┏━━

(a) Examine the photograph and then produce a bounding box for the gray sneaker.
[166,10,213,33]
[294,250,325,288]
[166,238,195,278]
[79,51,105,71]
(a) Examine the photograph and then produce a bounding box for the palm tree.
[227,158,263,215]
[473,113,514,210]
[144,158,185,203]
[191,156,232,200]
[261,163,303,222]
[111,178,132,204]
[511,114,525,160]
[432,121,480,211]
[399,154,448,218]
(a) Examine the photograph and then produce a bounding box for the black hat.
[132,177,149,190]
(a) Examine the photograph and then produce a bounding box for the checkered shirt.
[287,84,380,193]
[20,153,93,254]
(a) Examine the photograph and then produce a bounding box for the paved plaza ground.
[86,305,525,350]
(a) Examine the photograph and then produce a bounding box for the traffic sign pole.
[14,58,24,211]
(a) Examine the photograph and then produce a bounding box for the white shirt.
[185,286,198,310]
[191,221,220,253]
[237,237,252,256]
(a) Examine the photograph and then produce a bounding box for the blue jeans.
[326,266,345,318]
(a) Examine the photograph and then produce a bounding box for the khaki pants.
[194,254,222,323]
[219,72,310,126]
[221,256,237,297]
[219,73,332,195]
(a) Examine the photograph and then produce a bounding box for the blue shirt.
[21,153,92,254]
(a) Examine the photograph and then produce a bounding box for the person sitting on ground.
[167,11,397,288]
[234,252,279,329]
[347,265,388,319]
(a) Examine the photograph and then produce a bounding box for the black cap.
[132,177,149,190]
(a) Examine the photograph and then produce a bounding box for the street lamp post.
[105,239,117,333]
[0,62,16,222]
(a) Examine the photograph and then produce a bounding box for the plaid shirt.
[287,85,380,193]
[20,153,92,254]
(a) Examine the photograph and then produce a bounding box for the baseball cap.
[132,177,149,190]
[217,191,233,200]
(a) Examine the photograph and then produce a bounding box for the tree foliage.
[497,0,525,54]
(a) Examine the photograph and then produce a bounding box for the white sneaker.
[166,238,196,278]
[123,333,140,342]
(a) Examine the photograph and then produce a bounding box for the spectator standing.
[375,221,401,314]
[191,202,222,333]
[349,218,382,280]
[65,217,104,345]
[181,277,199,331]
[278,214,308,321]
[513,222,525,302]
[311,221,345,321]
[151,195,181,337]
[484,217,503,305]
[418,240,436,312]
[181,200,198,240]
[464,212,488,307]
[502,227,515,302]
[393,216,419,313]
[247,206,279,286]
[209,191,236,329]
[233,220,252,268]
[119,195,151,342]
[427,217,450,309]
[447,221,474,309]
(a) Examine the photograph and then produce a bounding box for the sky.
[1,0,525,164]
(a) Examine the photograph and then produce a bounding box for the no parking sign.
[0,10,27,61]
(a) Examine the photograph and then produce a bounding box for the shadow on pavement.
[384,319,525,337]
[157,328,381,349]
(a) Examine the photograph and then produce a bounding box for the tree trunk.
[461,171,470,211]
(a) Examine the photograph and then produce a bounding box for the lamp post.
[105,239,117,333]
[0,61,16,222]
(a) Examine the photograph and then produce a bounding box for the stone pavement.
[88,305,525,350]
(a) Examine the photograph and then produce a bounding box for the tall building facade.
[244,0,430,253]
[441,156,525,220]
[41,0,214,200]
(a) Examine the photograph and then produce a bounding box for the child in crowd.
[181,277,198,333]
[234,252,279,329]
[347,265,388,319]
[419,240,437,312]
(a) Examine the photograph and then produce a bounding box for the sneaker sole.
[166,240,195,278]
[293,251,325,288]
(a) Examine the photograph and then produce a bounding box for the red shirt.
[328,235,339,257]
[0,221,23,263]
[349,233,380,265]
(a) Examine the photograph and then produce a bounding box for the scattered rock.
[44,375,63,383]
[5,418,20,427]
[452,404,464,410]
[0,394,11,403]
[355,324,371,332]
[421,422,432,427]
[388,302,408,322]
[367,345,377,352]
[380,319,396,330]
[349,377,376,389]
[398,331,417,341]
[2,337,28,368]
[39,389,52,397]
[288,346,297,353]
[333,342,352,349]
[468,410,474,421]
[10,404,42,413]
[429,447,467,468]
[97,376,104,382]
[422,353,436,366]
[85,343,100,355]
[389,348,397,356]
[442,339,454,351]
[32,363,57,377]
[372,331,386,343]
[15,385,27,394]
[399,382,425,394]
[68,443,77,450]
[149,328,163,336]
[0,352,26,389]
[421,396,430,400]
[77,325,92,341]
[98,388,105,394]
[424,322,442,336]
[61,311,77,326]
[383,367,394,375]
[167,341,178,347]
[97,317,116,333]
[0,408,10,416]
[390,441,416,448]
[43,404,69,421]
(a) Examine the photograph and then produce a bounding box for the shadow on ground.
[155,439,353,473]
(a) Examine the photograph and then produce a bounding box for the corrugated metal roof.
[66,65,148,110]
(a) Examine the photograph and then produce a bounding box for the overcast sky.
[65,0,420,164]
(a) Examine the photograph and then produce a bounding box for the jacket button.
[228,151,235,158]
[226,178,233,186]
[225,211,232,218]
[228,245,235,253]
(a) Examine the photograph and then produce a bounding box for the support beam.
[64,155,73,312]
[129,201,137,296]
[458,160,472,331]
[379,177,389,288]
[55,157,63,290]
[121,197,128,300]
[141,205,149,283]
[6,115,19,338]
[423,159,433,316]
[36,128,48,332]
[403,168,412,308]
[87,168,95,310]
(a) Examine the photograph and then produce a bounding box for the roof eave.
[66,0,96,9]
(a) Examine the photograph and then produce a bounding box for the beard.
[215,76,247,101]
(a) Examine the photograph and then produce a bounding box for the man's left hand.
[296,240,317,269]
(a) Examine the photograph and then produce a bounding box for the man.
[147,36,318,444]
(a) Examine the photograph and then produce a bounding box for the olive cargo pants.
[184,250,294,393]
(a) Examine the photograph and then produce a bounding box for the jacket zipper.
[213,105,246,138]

┗━━

Work request: Print every line of the records above without a single difference.

Exercise response:
(a) Examine the photograph and then produce a bounding box for the gray sneaker.
[166,10,213,33]
[294,250,325,288]
[166,238,195,278]
[79,51,105,71]
(a) Examine the photograph and then produce a bounding box for the palm tree.
[227,158,263,215]
[473,113,514,210]
[144,158,185,203]
[191,156,232,200]
[261,163,303,222]
[111,178,132,204]
[511,114,525,160]
[432,121,480,211]
[399,154,448,218]
(a) Examine the photograph and then produce a bounding box for the black hat.
[132,177,149,190]
(a) Examine the photograph and then produce a bounding box for the checkered shirt.
[287,84,380,193]
[20,153,93,254]
(a) Examine the photograph and then produce a bounding box for the paved plaza ground.
[86,305,525,350]
(a) Examine the photograph and then produce a bounding box for the traffic sign pole.
[14,58,24,211]
(a) Examine the photograph and then produce a bounding box for the white shirt.
[185,286,198,310]
[191,221,220,253]
[237,237,252,256]
(a) Examine the photograph and then produce a bounding box for the blue jeans.
[326,266,345,318]
(a) Examine the photograph and then produce a bounding box for the khaki pants.
[194,254,222,323]
[219,72,310,126]
[221,256,237,297]
[219,73,332,195]
(a) Examine the photograph and then produce a bounding box for the blue shirt.
[21,153,92,254]
(a) Examine the photograph and then produce a bounding box for the person sitting on ground.
[167,11,397,288]
[234,252,279,329]
[347,265,388,319]
(a) Examine the photograph and then produce a bounding box for the black cap.
[132,177,149,190]
(a) Examine the photograph and then produce a bounding box for the street lamp post.
[105,239,117,333]
[0,62,16,222]
(a) Examine the photograph and then produce a bounding box for the plaid shirt.
[287,85,380,193]
[20,153,92,254]
(a) Examine the photograph and then produce a bounding box for the baseball cap.
[132,177,149,190]
[217,191,233,200]
(a) Examine the photograph and then produce a bounding box for the tree foliage.
[497,0,525,54]
(a) Examine the photograph and then produce a bounding box for the white sneaker.
[166,238,196,278]
[123,333,140,342]
(a) Examine the photograph and then produce a bounding box for the spectator standing.
[375,221,401,314]
[191,202,222,333]
[349,218,382,280]
[65,217,104,345]
[181,277,199,331]
[278,214,308,321]
[513,222,525,302]
[311,221,345,321]
[151,195,181,337]
[484,217,503,305]
[418,240,436,312]
[181,200,198,240]
[464,212,488,307]
[502,227,515,302]
[393,216,419,313]
[247,206,279,286]
[209,191,236,329]
[233,220,252,268]
[119,195,151,342]
[427,217,450,309]
[447,221,474,309]
(a) Examine the photograph and then produce a bounding box for the sky.
[1,0,525,164]
(a) Examine the photograph and then produce a bounding box for the no parking sign.
[0,10,27,61]
(a) Examine the photograph and then produce a bounding box for the shadow on pavement.
[384,319,525,337]
[157,328,381,349]
(a) Examine the photograph and then produce a bounding box for the tree trunk.
[461,171,470,211]
(a) Examine the photograph and then produce a bounding box for the lamp post.
[105,239,117,333]
[0,61,16,222]
(a) Examine the photograph and then produce a bounding box for the stone pavement.
[88,305,525,350]
(a) Examine the photograph and then produce a bounding box for the tall building facade.
[244,0,430,253]
[441,156,525,220]
[41,0,214,200]
(a) Examine the photograph and then produce a bounding box for the child in crowd.
[181,277,198,333]
[234,252,279,329]
[347,265,388,319]
[419,240,437,312]
(a) Examine the photograph and then produce a bounding box for the sneaker sole.
[166,240,195,278]
[293,251,325,288]
(a) Examine the photograph and then produce a bounding box for the red shirt.
[328,235,339,257]
[0,221,23,263]
[349,233,380,265]
(a) Examine the photograph and then produce a bounding box for the scattered rock.
[44,375,63,383]
[5,418,20,427]
[452,404,464,410]
[0,394,11,403]
[355,324,371,332]
[421,422,432,427]
[388,302,408,322]
[367,345,377,352]
[380,319,396,330]
[349,377,376,389]
[398,331,417,341]
[2,337,28,368]
[39,389,52,397]
[288,346,297,353]
[333,342,352,349]
[468,410,474,421]
[10,404,42,413]
[429,447,467,468]
[97,376,104,382]
[422,353,436,366]
[85,343,100,355]
[389,348,397,356]
[442,339,454,351]
[32,363,57,377]
[372,331,386,343]
[15,385,27,394]
[399,382,425,394]
[68,443,77,450]
[149,328,163,336]
[0,352,26,389]
[421,396,430,400]
[77,325,92,341]
[98,388,105,394]
[424,322,442,336]
[61,311,77,326]
[383,367,394,375]
[167,341,178,347]
[97,317,116,333]
[0,408,10,416]
[390,441,416,448]
[43,404,69,421]
(a) Examine the photograph and then produce a bounding box for the shadow on ground.
[155,439,353,473]
(a) Examine the photograph and then produce a bounding box for the corrugated metal roof.
[66,65,148,110]
(a) Examine the photograph and then produce a bounding box for the overcast sky.
[65,0,420,164]
(a) Examine the photograph and then produce a bounding box for the jacket button.
[228,151,235,158]
[226,178,233,186]
[225,211,232,218]
[228,245,235,253]
(a) Examine the photograph and then produce a bounding box for the support beam.
[64,155,73,312]
[129,201,137,296]
[458,160,472,331]
[379,177,389,288]
[55,157,63,290]
[121,197,128,300]
[141,205,149,283]
[6,115,19,338]
[423,159,433,316]
[36,128,48,332]
[403,168,412,308]
[87,168,95,310]
(a) Examine the photograph and then produce a bounding box for the roof eave.
[66,0,96,9]
(a) Examine the photograph and then produce a bounding box for the beard.
[215,76,247,101]
(a) Examine the photograph and then produce a bounding box for the man's left hand.
[296,240,317,269]
(a) Examine the photograph and then produce a bounding box for the man.
[147,36,318,444]
(a) Examine the photograph and then produce a bounding box for the olive cargo pants.
[184,250,294,393]
(a) Examine the photograph and then produce a bounding box for the jacket zipper.
[213,105,246,138]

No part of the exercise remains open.